书面任务 1:
请修改记录中从包含“the white cabinet?”的那一行开始、到包含“[499,0,532,48]”的那一行结束的各行，把其中的“apron”改为“pinafore”，其他内容一律不动，只需给出这些行。

文档片段:
________

值得注意的是,没有提示的 SAM 输出的是粗略的叶片掩码,而不是病害掩码,因为它缺乏关于领域任务的上下文信息。虽然 SAM 在提供适当的点击提示时可以表现更好,但对于某些需要独立模型进行部署的应用来说,它可能不是一个理想的端到端解决方案。
您还可以在测试数据上进行零样本评估。
scores = predictor_zero_shot.evaluate(test_data, metrics=["iou"])
print(scores)
{'iou': 0.1398000568151474}
INFO: Using default `ModelCheckpoint`. Consider installing `litmodels` package to enable `LitModelCheckpoint` for automatic upload to the Lightning model registry.
正如预期的那样,零样本 SAM 的测试分数相对较低。接下来,我们将探讨如何微调 SAM 以提高性能。
微调 SAM¶
初始化一个新的预测器,并使用训练和验证数据对其进行拟合。
from autogluon.multimodal import MultiModalPredictor
import uuid
save_path = f"./tmp/{uuid.uuid4().hex}-automm_semantic_seg"

________

提供的记录:
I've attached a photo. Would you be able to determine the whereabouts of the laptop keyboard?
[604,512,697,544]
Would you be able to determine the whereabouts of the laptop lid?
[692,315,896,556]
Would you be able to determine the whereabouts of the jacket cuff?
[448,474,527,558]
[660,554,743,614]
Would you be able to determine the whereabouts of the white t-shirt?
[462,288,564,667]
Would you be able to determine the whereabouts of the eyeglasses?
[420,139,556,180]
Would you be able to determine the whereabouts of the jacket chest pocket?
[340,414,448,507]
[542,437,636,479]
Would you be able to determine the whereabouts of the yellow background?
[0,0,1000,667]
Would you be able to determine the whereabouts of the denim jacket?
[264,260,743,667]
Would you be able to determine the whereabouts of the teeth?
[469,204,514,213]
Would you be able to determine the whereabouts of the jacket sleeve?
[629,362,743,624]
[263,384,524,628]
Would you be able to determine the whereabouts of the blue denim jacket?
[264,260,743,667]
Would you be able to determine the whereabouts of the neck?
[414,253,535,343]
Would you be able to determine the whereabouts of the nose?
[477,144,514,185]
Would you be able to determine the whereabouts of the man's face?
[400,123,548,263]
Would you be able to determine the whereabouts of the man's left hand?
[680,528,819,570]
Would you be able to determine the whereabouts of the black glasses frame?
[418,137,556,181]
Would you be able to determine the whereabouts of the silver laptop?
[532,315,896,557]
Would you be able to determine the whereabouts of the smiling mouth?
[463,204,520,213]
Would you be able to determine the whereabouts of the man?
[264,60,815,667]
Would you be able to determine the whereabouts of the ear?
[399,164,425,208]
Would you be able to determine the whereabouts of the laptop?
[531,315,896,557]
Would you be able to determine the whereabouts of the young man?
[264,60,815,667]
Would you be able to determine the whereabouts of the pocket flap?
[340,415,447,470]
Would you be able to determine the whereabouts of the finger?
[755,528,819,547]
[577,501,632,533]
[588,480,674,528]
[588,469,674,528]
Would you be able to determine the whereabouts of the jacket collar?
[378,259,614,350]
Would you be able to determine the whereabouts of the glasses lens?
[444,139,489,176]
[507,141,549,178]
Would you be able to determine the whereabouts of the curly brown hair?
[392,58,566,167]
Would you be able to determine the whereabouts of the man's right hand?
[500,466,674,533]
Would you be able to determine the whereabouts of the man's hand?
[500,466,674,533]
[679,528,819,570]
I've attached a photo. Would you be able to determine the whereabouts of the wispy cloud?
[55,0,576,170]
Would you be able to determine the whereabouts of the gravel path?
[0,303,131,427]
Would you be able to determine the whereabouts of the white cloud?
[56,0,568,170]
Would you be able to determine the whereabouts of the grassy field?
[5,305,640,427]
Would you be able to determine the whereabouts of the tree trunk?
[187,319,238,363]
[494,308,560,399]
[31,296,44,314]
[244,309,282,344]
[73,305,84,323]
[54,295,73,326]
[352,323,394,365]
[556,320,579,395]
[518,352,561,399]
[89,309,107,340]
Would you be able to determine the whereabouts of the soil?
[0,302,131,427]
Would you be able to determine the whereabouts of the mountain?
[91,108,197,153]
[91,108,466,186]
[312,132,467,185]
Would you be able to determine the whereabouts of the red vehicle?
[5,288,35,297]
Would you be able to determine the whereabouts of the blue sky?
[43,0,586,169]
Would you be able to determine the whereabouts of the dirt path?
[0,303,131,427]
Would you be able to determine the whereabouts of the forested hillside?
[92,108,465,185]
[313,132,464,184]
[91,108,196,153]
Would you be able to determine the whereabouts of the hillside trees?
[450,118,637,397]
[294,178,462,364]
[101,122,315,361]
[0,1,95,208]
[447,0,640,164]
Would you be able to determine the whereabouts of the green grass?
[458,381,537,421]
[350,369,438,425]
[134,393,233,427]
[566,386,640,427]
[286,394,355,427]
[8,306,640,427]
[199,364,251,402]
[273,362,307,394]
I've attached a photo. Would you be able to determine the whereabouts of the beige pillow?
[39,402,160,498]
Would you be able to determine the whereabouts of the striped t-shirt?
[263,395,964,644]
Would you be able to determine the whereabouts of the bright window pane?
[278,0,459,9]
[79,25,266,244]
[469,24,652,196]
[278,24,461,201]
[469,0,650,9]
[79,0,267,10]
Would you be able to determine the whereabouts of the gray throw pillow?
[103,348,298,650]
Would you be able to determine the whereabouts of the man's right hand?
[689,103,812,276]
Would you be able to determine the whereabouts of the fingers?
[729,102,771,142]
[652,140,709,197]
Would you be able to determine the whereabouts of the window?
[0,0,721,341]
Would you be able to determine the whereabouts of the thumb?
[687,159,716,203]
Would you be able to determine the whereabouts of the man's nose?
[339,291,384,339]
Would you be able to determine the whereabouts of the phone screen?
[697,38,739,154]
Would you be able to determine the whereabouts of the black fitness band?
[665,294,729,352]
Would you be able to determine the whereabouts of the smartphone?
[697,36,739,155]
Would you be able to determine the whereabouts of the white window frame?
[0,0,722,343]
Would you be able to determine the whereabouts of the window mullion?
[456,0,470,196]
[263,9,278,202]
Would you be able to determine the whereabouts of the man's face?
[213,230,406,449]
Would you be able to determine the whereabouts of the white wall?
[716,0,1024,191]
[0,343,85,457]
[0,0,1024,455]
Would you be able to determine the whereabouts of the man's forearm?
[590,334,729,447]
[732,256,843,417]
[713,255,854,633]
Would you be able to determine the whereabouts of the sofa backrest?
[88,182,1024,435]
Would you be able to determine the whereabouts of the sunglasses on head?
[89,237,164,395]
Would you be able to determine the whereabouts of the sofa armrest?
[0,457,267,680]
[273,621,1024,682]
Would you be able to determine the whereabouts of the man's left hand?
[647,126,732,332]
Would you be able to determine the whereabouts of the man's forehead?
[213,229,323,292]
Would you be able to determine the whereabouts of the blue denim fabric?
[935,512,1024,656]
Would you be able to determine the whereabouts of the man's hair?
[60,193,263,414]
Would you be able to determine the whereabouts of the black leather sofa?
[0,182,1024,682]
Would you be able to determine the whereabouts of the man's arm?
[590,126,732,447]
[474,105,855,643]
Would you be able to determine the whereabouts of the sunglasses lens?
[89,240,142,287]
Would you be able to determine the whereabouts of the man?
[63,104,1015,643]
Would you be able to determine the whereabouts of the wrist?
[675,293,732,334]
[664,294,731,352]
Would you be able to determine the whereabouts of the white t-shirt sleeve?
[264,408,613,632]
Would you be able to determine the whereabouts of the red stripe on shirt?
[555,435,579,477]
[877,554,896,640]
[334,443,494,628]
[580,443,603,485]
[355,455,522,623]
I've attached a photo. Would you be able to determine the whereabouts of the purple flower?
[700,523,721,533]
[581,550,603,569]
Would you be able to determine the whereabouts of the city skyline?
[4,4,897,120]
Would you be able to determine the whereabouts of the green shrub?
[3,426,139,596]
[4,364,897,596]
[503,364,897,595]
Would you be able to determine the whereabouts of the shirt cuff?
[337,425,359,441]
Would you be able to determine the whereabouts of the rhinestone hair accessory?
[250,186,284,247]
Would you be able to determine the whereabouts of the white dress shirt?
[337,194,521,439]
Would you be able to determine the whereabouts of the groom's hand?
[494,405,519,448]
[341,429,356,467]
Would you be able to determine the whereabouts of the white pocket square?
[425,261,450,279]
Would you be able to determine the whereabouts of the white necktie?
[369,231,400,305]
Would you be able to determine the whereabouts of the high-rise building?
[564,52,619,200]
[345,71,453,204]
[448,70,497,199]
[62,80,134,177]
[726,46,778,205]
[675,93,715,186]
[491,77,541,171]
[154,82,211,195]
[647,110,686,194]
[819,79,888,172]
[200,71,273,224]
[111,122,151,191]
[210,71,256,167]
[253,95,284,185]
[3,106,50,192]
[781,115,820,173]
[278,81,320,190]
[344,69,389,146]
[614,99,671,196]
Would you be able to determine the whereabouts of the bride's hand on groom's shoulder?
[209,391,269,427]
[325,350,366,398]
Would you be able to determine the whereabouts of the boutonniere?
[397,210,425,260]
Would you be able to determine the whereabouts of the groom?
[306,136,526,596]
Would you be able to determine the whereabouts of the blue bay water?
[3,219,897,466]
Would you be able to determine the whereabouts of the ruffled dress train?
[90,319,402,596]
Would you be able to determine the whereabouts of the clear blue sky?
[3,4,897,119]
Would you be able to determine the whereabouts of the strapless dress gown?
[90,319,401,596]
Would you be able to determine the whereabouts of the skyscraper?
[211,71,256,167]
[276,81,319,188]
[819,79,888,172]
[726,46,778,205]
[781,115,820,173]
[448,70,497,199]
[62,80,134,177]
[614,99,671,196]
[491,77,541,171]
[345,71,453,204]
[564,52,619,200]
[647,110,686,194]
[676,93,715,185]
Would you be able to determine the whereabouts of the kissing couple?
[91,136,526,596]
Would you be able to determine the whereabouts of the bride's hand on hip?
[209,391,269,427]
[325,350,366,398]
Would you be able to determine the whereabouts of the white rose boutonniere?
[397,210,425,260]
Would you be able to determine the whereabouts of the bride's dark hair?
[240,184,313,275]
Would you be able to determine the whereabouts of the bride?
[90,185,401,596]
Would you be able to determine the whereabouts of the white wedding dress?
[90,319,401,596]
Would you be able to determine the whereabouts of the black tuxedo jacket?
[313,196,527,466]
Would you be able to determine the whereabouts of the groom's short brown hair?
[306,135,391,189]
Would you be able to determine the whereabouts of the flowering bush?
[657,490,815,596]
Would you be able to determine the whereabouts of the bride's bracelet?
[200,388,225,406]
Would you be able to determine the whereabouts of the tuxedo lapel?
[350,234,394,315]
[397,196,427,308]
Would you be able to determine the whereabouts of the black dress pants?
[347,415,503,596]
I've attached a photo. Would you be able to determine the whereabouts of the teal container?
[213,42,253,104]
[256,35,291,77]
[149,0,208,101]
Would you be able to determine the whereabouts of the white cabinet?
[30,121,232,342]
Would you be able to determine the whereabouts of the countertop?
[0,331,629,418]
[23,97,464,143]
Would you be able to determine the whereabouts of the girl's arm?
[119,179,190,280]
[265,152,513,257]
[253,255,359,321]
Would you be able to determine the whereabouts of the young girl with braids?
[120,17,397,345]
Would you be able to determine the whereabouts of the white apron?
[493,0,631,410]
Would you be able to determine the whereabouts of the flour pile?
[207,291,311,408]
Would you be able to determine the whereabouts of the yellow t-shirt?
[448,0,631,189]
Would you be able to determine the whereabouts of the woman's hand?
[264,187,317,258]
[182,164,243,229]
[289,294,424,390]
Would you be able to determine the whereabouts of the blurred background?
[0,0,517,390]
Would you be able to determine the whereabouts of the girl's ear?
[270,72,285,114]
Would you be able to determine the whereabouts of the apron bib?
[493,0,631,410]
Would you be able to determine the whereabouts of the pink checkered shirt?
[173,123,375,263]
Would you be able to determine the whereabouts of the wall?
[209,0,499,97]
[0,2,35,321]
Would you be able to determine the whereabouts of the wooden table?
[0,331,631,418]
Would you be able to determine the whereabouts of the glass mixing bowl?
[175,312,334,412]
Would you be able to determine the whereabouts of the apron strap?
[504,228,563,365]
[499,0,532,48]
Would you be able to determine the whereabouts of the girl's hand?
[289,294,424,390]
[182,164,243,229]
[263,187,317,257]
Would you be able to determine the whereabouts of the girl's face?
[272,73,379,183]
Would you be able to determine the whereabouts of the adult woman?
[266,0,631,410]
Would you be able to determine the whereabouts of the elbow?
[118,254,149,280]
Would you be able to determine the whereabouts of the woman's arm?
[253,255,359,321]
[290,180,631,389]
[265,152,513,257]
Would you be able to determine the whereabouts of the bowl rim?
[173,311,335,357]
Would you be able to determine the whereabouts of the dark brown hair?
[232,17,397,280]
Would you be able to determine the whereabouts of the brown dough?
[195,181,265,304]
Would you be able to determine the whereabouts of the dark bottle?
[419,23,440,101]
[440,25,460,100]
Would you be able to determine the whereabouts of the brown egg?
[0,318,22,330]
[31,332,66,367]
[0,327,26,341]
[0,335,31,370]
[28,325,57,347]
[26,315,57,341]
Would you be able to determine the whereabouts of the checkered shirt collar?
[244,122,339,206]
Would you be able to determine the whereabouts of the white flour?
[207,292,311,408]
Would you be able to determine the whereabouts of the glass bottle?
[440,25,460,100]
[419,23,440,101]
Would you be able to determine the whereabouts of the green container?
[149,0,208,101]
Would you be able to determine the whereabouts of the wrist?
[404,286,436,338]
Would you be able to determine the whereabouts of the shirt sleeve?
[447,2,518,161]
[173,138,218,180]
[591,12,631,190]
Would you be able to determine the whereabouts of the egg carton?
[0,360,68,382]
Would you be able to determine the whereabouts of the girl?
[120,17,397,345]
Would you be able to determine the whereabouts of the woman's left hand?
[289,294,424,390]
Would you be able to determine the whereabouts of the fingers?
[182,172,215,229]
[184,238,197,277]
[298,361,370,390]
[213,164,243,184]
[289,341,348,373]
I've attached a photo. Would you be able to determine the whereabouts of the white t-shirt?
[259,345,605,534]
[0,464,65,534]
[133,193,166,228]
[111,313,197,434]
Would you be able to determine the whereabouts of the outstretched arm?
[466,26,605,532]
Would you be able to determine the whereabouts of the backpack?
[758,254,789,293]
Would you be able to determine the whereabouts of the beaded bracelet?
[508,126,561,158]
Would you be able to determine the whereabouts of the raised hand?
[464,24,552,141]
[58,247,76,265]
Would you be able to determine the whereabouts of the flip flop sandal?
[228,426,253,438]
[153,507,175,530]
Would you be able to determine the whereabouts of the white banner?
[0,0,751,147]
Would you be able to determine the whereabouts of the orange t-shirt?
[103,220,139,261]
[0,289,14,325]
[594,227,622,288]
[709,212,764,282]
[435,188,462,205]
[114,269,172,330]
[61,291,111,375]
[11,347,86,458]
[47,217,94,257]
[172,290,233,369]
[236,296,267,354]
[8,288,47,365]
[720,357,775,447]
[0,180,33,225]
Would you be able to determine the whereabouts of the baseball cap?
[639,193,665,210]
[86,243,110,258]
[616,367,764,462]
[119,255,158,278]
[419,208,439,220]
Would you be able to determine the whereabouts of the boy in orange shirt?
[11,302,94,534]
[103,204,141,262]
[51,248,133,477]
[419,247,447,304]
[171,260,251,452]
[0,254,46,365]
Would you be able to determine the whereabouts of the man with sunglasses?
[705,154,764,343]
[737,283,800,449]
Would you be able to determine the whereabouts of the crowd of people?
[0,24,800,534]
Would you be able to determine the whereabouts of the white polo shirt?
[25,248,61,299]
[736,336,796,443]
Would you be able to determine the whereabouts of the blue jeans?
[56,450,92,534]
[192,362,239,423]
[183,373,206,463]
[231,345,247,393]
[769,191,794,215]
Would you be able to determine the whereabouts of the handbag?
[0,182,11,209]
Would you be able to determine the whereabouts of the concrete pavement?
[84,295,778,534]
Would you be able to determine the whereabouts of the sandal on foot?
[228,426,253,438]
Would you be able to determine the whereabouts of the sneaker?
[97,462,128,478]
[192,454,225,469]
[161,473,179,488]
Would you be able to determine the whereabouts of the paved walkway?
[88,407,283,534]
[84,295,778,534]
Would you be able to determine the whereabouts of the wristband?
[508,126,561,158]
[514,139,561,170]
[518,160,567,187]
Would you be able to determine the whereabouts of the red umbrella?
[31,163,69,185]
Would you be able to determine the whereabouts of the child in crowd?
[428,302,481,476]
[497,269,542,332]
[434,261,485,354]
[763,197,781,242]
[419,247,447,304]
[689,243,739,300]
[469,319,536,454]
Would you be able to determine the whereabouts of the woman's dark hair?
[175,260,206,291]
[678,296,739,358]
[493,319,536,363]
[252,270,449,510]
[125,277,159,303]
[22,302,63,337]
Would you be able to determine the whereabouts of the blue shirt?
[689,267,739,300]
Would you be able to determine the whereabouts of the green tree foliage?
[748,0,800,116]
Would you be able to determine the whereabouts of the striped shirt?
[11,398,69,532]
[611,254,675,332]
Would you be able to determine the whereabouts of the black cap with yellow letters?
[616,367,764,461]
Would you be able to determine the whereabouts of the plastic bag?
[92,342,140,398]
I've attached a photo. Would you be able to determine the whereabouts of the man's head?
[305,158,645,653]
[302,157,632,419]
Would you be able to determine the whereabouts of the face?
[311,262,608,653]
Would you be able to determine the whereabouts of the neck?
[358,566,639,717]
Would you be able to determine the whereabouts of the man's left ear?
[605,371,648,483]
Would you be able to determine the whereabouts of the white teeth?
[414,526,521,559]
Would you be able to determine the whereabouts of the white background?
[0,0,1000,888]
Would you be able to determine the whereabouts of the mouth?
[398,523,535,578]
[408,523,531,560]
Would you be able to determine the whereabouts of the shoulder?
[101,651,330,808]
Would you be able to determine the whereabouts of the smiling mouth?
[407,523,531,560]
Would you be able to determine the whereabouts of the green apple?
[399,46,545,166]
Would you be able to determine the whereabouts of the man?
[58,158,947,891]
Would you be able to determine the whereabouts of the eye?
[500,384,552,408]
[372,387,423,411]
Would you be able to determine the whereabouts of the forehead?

________

书面任务 2:
从上面那段讲解如何微调 SAM 的文档片段最后一句之后接着续写。

答案 1:
Would you be able to determine the whereabouts of the white cabinet?
[30,121,232,342]
Would you be able to determine the whereabouts of the countertop?
[0,331,629,418]
[23,97,464,143]
Would you be able to determine the whereabouts of the girl's arm?
[119,179,190,280]
[265,152,513,257]
[253,255,359,321]
Would you be able to determine the whereabouts of the young girl with braids?
[120,17,397,345]
Would you be able to determine the whereabouts of the white pinafore?
[493,0,631,410]
Would you be able to determine the whereabouts of the flour pile?
[207,291,311,408]
Would you be able to determine the whereabouts of the yellow t-shirt?
[448,0,631,189]
Would you be able to determine the whereabouts of the woman's hand?
[264,187,317,258]
[182,164,243,229]
[289,294,424,390]
Would you be able to determine the whereabouts of the blurred background?
[0,0,517,390]
Would you be able to determine the whereabouts of the girl's ear?
[270,72,285,114]
Would you be able to determine the whereabouts of the pinafore bib?
[493,0,631,410]
Would you be able to determine the whereabouts of the pink checkered shirt?
[173,123,375,263]
Would you be able to determine the whereabouts of the wall?
[209,0,499,97]
[0,2,35,321]
Would you be able to determine the whereabouts of the wooden table?
[0,331,631,418]
Would you be able to determine the whereabouts of the glass mixing bowl?
[175,312,334,412]
Would you be able to determine the whereabouts of the pinafore strap?
[504,228,563,365]
[499,0,532,48]

答案 2:
predictor = MultiModalPredictor(
problem_type="semantic_segmentation",
label="label",
hyperparameters={
"model.sam.checkpoint_name": "facebook/sam-vit-base",
},
path=save_path,
)
predictor.fit(
train_data=train_data,
tuning_data=val_data,
time_limit=180, # seconds
)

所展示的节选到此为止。